### TASK DIRECTIONS:
Please write the next part of the motorcycle frame assembly summary below, starting right after its last sentence.
++++ SOURCE EXCERPT
SUMMARY OF THE INVENTION
[015] In one aspect, the present invention is directed at a frame assembly for a two-wheeled saddle type vehicle such as a motorcycle. The frame assembly includes a plurality of frame structure members joined together using joining means for providing support to various vehicle components such as a fuel tank, seat, etc. The frame assembly includes a head tube, a pair of down tubes extending downwards on either sides of the vehicle, a pair of seat rails for supporting a seat of the vehicle, a reinforcement assembly for supporting a fuel tank, and a main tube joined to the reinforcement assembly extending downwards from the reinforcement assembly. The reinforcement assembly includes a plurality of members joined together to form a box like structure. The reinforcement assembly is joined to the head tube, the main tube, and the pair of seat rails. The reinforcement assembly extends from the head tube to the seat rails. The seat rails are joined to either sides of the reinforcement assembly towards a rear end of the reinforcement assembly and the pair of down tubes is connected to either sides of the reinforcement assembly in the front.
++++++++
++++ EXTRACTED INFORMATION
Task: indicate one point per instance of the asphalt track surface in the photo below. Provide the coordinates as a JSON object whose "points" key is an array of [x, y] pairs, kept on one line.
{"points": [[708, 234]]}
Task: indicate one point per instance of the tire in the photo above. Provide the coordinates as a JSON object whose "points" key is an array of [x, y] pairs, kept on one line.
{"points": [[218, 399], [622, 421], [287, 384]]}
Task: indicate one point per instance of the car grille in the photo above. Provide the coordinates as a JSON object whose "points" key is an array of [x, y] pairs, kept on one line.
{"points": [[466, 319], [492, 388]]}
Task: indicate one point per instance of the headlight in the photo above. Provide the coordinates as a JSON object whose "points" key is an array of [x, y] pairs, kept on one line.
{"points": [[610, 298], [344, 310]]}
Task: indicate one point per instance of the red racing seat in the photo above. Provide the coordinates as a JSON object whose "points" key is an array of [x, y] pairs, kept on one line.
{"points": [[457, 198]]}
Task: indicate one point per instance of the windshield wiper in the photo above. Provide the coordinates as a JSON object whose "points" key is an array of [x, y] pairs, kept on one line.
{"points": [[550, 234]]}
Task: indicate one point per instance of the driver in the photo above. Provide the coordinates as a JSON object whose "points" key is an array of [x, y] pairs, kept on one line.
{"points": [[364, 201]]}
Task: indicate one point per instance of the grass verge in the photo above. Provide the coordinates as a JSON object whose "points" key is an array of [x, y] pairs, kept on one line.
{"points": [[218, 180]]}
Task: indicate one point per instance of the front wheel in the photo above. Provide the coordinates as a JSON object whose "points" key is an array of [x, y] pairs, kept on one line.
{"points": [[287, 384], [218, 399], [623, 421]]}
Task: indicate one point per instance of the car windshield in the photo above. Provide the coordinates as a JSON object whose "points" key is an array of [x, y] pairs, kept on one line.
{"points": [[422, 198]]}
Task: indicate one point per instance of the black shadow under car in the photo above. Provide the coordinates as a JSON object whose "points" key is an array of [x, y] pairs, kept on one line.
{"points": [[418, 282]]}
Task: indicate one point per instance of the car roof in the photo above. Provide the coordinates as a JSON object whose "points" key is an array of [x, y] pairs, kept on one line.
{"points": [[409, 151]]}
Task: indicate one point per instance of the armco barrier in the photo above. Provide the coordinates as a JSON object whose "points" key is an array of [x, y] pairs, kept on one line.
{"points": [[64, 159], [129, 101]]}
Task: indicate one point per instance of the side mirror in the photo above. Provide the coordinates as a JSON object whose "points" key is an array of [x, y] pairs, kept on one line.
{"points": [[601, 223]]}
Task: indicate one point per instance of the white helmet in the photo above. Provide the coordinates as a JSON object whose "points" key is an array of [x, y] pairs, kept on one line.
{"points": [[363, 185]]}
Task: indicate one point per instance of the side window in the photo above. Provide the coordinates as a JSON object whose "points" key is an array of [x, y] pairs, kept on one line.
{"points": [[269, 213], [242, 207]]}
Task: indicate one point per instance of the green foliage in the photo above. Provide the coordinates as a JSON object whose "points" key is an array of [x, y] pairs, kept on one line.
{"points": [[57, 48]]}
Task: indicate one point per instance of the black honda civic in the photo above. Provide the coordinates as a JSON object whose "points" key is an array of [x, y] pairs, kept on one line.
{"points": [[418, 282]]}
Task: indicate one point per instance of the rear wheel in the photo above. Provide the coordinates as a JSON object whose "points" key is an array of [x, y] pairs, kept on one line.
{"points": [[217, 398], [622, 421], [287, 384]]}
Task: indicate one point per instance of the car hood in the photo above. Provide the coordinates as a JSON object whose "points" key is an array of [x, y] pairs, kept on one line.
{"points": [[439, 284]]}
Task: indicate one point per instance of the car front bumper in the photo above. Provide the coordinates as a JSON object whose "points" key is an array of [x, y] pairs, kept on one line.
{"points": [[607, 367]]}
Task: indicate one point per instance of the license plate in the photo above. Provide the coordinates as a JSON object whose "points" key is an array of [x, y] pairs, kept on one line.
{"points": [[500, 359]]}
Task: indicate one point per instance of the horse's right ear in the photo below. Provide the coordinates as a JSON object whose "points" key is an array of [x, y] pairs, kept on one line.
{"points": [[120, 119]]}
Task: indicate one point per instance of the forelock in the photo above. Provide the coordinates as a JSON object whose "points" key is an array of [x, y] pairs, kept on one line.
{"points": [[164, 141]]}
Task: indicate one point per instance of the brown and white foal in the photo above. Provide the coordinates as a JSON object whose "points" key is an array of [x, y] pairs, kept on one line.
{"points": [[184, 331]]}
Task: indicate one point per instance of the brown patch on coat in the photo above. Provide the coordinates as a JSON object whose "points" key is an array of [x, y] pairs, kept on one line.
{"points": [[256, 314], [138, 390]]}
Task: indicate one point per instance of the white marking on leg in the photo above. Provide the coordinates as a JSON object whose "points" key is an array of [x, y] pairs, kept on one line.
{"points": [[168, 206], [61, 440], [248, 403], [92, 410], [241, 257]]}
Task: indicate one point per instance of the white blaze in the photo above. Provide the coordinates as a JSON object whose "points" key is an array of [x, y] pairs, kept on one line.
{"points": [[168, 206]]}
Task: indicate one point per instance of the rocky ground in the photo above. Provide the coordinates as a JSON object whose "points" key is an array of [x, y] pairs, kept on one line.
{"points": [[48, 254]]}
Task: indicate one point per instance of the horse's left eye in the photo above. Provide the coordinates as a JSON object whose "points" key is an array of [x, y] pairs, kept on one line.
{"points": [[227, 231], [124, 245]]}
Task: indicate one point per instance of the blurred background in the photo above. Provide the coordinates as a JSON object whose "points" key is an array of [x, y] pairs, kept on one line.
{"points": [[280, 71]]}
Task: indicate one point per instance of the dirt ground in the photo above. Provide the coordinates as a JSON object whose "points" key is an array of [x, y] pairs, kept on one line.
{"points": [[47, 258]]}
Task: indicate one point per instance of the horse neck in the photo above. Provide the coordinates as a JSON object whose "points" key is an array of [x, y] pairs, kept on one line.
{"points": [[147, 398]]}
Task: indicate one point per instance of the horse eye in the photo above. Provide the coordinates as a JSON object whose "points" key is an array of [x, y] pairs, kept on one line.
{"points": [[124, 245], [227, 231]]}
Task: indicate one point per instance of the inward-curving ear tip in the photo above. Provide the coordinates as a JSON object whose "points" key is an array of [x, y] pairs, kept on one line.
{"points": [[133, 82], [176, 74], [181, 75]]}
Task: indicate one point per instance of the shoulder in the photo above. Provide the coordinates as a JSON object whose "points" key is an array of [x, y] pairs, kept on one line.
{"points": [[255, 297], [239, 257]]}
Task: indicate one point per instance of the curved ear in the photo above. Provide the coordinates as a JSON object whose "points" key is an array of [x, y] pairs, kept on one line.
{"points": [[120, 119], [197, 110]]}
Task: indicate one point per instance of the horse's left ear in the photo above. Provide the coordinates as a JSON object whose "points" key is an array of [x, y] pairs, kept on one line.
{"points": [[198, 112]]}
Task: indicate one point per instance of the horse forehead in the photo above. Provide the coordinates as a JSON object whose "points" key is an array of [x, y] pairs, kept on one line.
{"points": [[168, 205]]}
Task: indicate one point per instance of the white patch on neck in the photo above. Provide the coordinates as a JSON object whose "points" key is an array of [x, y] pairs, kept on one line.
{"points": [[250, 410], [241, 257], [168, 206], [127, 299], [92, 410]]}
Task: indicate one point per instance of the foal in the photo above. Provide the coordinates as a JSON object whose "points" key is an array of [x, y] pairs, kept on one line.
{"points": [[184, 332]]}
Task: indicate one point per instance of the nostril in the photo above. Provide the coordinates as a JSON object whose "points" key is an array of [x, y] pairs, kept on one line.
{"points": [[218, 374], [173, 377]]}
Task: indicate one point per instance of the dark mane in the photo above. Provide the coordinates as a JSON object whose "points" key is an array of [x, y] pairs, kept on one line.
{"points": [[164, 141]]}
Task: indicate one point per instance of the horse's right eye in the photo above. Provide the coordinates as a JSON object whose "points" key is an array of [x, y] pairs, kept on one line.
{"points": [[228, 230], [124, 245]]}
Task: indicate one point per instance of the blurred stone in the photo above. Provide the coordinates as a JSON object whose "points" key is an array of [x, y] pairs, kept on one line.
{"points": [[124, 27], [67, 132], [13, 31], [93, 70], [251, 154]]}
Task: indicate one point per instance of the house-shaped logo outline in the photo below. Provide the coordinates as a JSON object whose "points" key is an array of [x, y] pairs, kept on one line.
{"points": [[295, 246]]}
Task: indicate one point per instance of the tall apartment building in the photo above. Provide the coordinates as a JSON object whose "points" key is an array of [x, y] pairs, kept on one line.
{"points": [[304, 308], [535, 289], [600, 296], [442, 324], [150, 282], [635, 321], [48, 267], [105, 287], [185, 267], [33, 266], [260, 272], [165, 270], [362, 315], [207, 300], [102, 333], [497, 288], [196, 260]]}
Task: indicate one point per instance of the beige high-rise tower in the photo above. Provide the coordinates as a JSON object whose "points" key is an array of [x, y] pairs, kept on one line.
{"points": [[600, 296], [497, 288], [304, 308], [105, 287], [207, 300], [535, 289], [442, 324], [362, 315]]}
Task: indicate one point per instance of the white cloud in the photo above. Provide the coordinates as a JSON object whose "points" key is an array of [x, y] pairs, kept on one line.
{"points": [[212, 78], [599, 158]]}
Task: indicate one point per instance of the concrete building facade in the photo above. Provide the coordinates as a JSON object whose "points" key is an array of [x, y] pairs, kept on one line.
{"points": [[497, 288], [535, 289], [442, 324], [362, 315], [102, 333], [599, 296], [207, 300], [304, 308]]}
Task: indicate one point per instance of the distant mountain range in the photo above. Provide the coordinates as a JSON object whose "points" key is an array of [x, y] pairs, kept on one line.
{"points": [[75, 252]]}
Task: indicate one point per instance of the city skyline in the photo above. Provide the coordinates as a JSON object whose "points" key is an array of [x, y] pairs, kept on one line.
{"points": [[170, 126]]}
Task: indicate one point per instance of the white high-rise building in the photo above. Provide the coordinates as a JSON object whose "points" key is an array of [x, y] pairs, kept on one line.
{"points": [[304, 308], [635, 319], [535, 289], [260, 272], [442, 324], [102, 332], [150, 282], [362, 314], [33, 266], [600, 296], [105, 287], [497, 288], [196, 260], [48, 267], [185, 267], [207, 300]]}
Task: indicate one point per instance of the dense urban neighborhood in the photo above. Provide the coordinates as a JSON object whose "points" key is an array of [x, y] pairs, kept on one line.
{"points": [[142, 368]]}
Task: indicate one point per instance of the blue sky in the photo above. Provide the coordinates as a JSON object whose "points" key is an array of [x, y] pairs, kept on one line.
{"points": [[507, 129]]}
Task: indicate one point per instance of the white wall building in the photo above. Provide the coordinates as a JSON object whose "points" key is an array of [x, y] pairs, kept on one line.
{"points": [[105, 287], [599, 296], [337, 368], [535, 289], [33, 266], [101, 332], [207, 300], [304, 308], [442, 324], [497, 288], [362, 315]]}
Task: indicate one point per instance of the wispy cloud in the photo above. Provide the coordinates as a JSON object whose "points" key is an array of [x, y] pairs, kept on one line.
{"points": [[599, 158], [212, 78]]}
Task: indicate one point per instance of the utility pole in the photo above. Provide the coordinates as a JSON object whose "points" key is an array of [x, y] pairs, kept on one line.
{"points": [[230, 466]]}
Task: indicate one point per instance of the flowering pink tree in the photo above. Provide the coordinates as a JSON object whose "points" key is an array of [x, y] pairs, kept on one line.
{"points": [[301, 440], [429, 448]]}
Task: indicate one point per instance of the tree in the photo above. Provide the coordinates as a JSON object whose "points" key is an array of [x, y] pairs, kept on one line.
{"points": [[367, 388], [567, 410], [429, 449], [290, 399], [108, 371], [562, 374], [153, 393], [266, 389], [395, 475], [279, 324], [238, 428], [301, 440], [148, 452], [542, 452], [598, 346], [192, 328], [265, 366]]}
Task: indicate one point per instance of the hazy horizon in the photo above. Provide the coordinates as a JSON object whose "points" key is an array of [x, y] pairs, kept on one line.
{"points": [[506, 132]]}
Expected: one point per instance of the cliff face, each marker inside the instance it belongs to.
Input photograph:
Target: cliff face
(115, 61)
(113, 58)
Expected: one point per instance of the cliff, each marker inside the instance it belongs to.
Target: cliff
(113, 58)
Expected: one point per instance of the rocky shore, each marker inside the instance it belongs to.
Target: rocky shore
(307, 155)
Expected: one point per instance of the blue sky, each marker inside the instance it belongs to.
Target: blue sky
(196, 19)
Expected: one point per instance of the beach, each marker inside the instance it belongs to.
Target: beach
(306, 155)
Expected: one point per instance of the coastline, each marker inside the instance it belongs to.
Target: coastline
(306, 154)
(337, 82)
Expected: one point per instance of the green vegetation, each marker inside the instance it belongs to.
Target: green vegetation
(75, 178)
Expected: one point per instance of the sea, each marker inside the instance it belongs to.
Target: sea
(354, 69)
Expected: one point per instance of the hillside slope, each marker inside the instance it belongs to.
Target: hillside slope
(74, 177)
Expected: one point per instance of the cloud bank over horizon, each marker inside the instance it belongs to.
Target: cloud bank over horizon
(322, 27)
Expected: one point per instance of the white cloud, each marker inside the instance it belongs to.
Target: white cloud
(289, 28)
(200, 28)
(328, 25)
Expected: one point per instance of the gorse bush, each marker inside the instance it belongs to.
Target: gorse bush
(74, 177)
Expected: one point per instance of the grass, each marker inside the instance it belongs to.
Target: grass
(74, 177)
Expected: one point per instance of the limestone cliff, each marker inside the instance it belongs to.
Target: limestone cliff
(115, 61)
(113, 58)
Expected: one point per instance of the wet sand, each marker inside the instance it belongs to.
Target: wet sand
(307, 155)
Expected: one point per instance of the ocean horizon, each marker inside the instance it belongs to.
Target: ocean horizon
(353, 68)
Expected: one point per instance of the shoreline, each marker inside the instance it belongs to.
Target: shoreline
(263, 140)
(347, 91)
++++++++
### RESULT BELOW:
[016] In an embodiment, the reinforcement assembly includes a first pair of reinforcement members and a second pair of reinforcement members. The first pair of reinforcement members is disposed in front of and joined to the second pair of reinforcement members through joining means. Each member of each of the pairs is disposed on either sides of the vehicle. In an embodiment, the joining means is a circular weld joining the rear of the first pair of members to the front of the second pair of members.
[017] In an embodiment, the pair of seat rails includes a left side rail and a right-side rail. The left side rail is welded to a left side portion of the reinforcement assembly and the right-side rail is welded to a right side portion of the reinforcement assembly.
[018] In an embodiment, the pair of down tubes is joined to the sides of the reinforcement assembly by joining means. Each of the down tubes is joined to the respective members of the first pair of reinforcement members of the reinforcement assembly by a weld.
[019] In an embodiment, the reinforcement assembly of the frame assembly includes an elliptical member for joining together the first pair of reinforcement members. Each of the members of each of the pairs of reinforcement members are welded together at the top by a top weld. In an embodiment, the elliptical member is step welded to the reinforcement assembly.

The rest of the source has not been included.